Nothing other than the lines from the one containing "The component shall return one point per instance of the statue" through the close of the entries below should be printed, each exactly.

▬▬▬▬▬▬

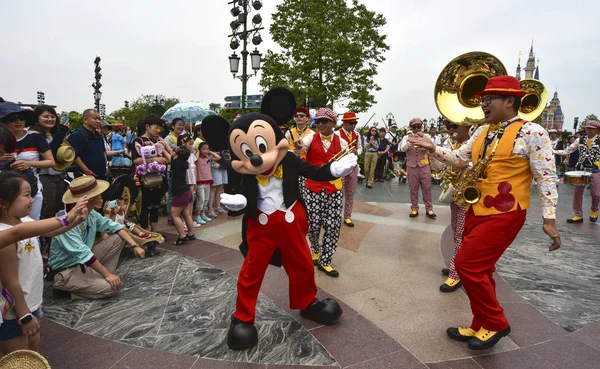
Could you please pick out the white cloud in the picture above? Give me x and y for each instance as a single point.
(180, 48)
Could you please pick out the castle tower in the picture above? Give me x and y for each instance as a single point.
(518, 75)
(530, 66)
(553, 117)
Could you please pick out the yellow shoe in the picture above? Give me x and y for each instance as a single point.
(316, 256)
(461, 333)
(329, 270)
(485, 339)
(450, 285)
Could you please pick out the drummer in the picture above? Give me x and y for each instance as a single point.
(589, 161)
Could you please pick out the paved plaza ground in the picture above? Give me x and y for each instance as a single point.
(173, 310)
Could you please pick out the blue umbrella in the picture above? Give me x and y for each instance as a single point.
(190, 112)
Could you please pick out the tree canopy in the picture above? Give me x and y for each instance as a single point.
(143, 106)
(330, 52)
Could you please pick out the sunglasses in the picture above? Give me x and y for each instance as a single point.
(14, 117)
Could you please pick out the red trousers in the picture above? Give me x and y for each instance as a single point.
(289, 236)
(484, 240)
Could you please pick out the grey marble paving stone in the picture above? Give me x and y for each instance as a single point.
(123, 319)
(210, 344)
(563, 284)
(182, 305)
(288, 343)
(188, 314)
(64, 311)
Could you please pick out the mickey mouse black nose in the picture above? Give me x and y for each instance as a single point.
(256, 160)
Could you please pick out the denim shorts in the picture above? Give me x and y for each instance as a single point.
(10, 329)
(219, 176)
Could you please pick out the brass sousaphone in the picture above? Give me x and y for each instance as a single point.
(455, 96)
(456, 89)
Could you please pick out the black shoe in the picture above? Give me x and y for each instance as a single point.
(477, 344)
(328, 270)
(241, 335)
(323, 312)
(454, 333)
(152, 248)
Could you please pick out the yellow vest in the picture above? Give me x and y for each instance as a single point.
(508, 181)
(294, 136)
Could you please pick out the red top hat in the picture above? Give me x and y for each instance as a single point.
(503, 85)
(302, 109)
(349, 116)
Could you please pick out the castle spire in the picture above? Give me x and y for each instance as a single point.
(518, 75)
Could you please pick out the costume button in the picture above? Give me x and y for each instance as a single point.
(289, 217)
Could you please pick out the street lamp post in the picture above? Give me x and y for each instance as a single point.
(96, 85)
(240, 10)
(41, 98)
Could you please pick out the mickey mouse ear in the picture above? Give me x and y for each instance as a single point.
(279, 103)
(215, 129)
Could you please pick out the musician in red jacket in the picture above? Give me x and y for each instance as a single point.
(323, 199)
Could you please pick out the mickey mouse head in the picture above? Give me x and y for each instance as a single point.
(504, 201)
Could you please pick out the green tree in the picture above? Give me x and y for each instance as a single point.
(75, 119)
(143, 106)
(330, 52)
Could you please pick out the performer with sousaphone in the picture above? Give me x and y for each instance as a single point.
(349, 182)
(588, 171)
(460, 134)
(507, 155)
(323, 199)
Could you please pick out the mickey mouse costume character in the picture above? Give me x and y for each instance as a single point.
(275, 218)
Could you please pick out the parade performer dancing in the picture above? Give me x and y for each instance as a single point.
(302, 117)
(275, 219)
(352, 138)
(522, 152)
(323, 198)
(460, 134)
(589, 160)
(419, 173)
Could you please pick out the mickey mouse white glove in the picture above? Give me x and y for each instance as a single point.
(233, 202)
(344, 166)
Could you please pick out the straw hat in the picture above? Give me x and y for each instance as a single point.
(24, 359)
(65, 155)
(81, 186)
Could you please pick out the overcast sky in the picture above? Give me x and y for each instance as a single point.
(180, 48)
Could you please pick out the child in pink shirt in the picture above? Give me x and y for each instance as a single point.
(203, 181)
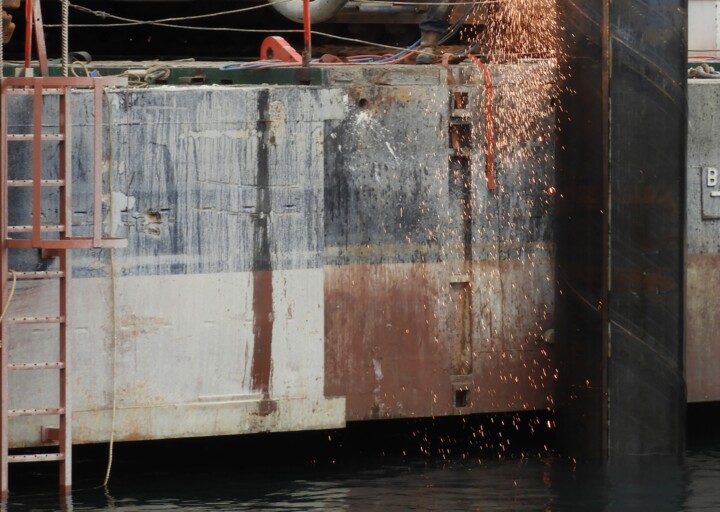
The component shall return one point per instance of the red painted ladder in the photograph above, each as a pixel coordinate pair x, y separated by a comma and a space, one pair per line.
53, 240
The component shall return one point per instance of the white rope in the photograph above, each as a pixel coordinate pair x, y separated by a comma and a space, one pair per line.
113, 292
65, 37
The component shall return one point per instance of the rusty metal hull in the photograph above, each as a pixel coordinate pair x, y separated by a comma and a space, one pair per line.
703, 244
621, 227
298, 258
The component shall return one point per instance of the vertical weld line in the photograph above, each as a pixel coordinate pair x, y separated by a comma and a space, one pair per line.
37, 163
4, 210
261, 266
606, 202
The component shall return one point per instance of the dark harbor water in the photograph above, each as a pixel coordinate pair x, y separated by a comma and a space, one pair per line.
366, 470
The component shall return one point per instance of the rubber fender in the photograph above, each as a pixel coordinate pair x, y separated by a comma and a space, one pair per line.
320, 10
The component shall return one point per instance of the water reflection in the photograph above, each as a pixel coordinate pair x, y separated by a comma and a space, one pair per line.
537, 484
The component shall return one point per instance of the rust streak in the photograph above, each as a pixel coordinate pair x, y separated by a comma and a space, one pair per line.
262, 331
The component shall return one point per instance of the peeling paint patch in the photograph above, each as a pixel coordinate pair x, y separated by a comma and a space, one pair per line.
117, 203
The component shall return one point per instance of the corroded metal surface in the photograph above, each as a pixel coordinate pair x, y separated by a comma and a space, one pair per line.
703, 243
300, 257
621, 227
438, 291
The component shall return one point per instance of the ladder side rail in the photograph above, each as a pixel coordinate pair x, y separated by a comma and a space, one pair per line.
4, 210
65, 420
65, 212
65, 171
37, 164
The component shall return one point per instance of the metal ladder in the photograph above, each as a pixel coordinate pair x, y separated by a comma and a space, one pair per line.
52, 239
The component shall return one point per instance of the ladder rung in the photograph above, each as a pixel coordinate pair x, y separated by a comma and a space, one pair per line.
37, 320
30, 183
50, 91
14, 413
39, 274
36, 457
36, 366
54, 228
67, 243
461, 112
14, 137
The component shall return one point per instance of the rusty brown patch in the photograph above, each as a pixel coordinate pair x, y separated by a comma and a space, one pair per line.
702, 348
396, 344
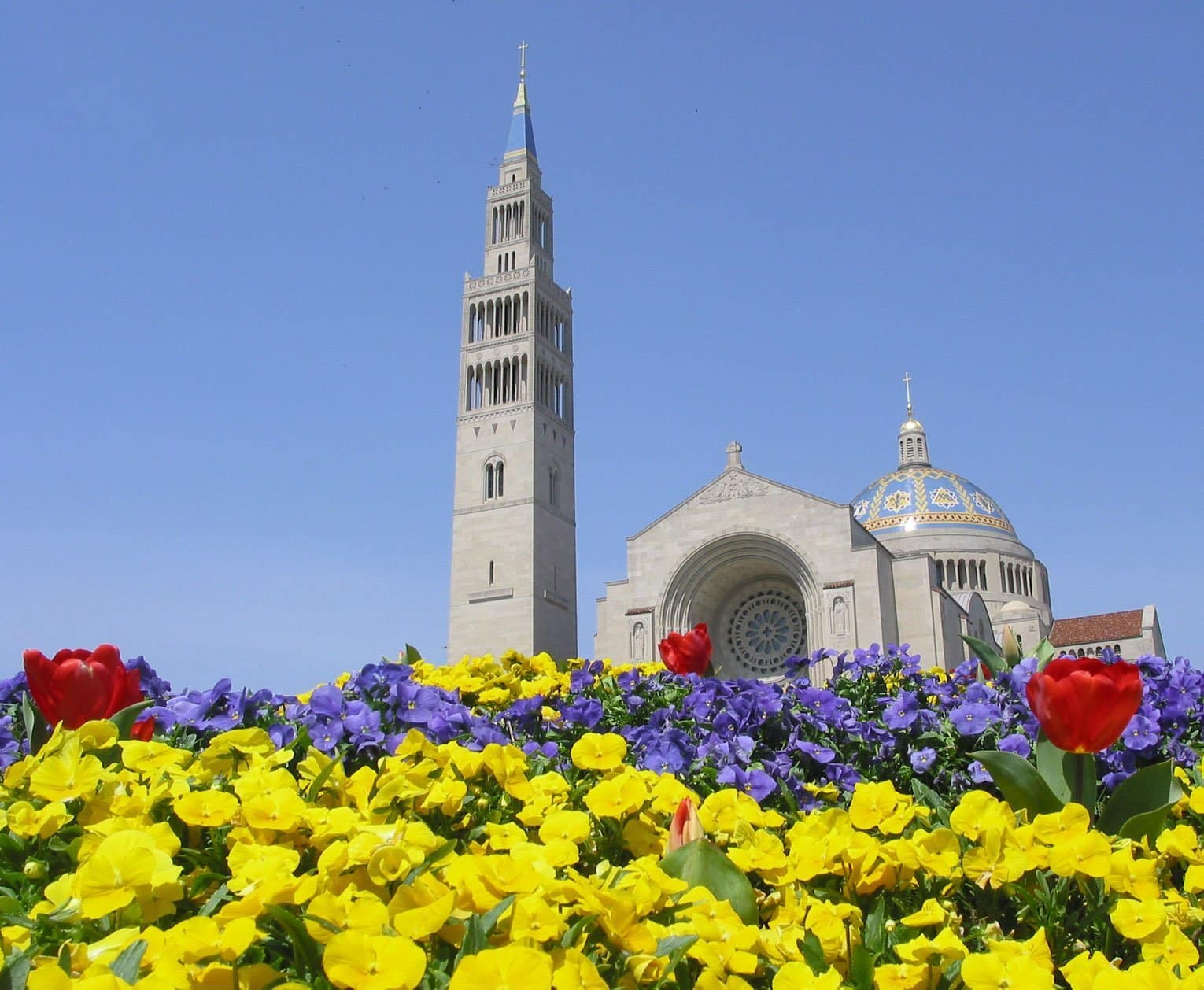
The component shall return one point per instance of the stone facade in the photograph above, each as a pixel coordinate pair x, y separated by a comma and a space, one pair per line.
921, 556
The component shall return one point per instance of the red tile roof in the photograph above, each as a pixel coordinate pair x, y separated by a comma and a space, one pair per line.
1110, 626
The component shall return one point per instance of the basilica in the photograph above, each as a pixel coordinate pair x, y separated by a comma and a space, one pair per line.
921, 556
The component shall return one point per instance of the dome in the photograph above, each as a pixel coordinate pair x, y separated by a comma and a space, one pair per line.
920, 497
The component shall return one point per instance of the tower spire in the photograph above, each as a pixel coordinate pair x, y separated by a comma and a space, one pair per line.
522, 140
515, 518
913, 441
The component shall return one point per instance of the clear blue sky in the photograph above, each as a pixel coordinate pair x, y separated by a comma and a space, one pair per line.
235, 238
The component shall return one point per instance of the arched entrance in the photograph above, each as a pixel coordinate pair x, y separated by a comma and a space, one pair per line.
756, 597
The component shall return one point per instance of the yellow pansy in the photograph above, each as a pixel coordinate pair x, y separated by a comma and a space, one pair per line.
571, 826
978, 812
572, 970
599, 751
902, 976
533, 918
1085, 970
1086, 855
361, 962
512, 967
1065, 826
207, 807
28, 822
929, 913
68, 774
618, 796
1180, 842
1138, 919
944, 947
1174, 948
800, 976
1138, 878
123, 866
996, 972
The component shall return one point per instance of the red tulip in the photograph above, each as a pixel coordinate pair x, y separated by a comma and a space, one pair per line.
688, 653
685, 826
79, 685
1085, 704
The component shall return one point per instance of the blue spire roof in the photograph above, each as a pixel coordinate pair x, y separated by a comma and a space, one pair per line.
522, 140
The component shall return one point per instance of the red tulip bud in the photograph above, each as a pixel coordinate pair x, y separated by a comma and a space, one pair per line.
79, 685
685, 826
688, 653
1085, 704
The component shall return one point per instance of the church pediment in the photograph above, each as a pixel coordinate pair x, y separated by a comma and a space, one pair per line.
737, 488
733, 484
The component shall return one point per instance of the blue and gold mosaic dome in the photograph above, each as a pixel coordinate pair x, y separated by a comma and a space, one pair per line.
921, 497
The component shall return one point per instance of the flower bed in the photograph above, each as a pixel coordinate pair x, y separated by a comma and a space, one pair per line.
515, 835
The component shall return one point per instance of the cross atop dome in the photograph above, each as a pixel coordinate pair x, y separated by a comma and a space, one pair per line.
913, 441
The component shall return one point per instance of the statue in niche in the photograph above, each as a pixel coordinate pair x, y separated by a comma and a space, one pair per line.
840, 617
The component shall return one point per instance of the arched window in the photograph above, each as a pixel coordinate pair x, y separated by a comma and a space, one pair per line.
495, 478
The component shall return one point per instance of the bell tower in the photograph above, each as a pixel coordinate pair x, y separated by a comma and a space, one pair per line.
515, 524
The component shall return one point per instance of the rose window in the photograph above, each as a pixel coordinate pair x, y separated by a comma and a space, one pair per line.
766, 629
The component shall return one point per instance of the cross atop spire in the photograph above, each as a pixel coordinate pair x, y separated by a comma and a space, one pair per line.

▬▬▬▬▬▬

EXERCISE RESPONSE –
The component shall return one point per instance of the statue in niche in the photograph above, each as a pixel coordinate pair x, y separated by a comma and a space, one pair per line.
840, 617
The component shall return one point per instance of the arched window in the photograph above, each as a pixel coordinate pair x, y separated by a comma and a space, one pair per line.
495, 478
The component shall return one point per instance of the bell tower in the photograph above, each as a pixel coordinate pair x, y separated by a comma and a space, one pair per line.
515, 524
The component shall return one point per instance of the rose window in the photograph above, each as a pixel coordinate pair x, y separated by a comma and a space, one pair per line.
766, 629
The component shall return one point per instance of the cross atop spire in the photograph above, each as a pixel coordinate pair x, y separated by a comma and a space, one pair per line.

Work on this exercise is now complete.